» What the task requires: Can you retype the entries below without any changes, starting with the line that contains "of the long" and continuing through the end of the entries?

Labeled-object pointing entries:
....

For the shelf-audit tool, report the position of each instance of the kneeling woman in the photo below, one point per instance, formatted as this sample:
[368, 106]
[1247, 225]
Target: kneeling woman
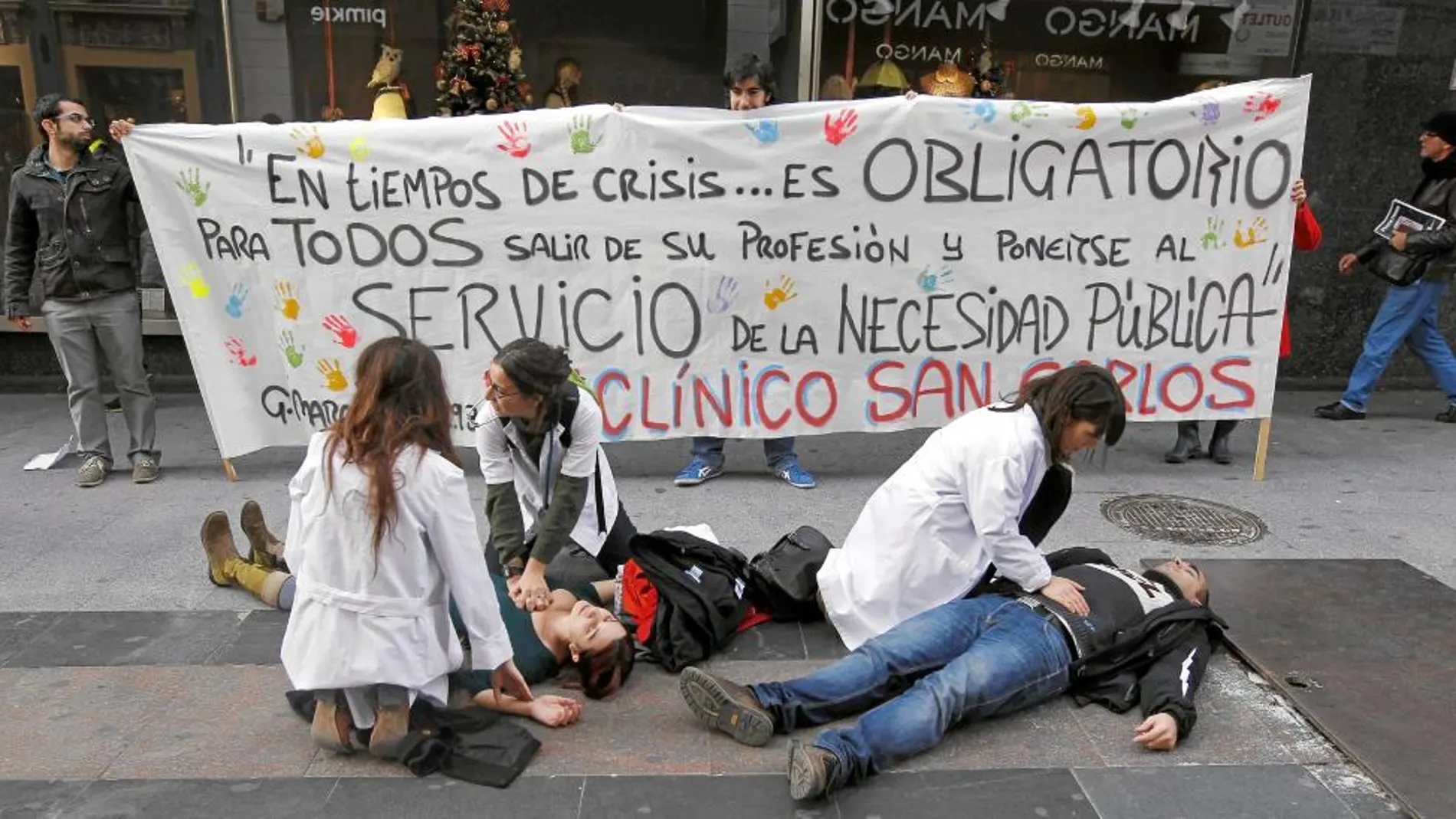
[380, 536]
[572, 636]
[548, 483]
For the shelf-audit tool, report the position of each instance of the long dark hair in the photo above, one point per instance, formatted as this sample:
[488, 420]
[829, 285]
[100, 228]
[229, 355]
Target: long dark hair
[399, 401]
[1077, 393]
[539, 370]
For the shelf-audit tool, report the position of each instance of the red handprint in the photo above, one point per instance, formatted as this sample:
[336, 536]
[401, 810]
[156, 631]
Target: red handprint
[239, 354]
[1261, 105]
[841, 127]
[516, 143]
[344, 333]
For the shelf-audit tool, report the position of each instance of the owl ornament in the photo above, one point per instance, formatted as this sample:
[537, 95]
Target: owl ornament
[388, 67]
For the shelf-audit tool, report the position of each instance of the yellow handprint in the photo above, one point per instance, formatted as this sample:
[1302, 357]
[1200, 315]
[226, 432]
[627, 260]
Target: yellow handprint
[333, 374]
[359, 150]
[776, 296]
[310, 143]
[1252, 234]
[287, 300]
[192, 278]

....

» Answer to the problem:
For the shelf-audit tool, report the position of each instance of the long dark hair in the photo above, one point per instance, formatted as this sample:
[488, 420]
[829, 285]
[100, 228]
[229, 355]
Target: long dark hair
[399, 401]
[1077, 393]
[539, 370]
For the shelf-audit tool, report the position of each instance of the red handprint in the photo above, one point per instance, formatted as this sample:
[336, 536]
[401, 810]
[156, 631]
Target: red handprint
[239, 354]
[1261, 105]
[841, 127]
[516, 143]
[344, 333]
For the shelf-audit tool, report the position of each instance of the owl ornament in the photo above, one point per instance, formatted as this sample:
[537, 95]
Target: owl ornament
[388, 67]
For the shelf-audit tool, report the position of each instance of the yellow handprint in the photo above, one point per instance, formatted as this sample:
[1302, 357]
[1200, 315]
[226, 432]
[627, 260]
Target: yellow handprint
[333, 374]
[359, 150]
[776, 296]
[310, 143]
[1252, 234]
[287, 300]
[192, 278]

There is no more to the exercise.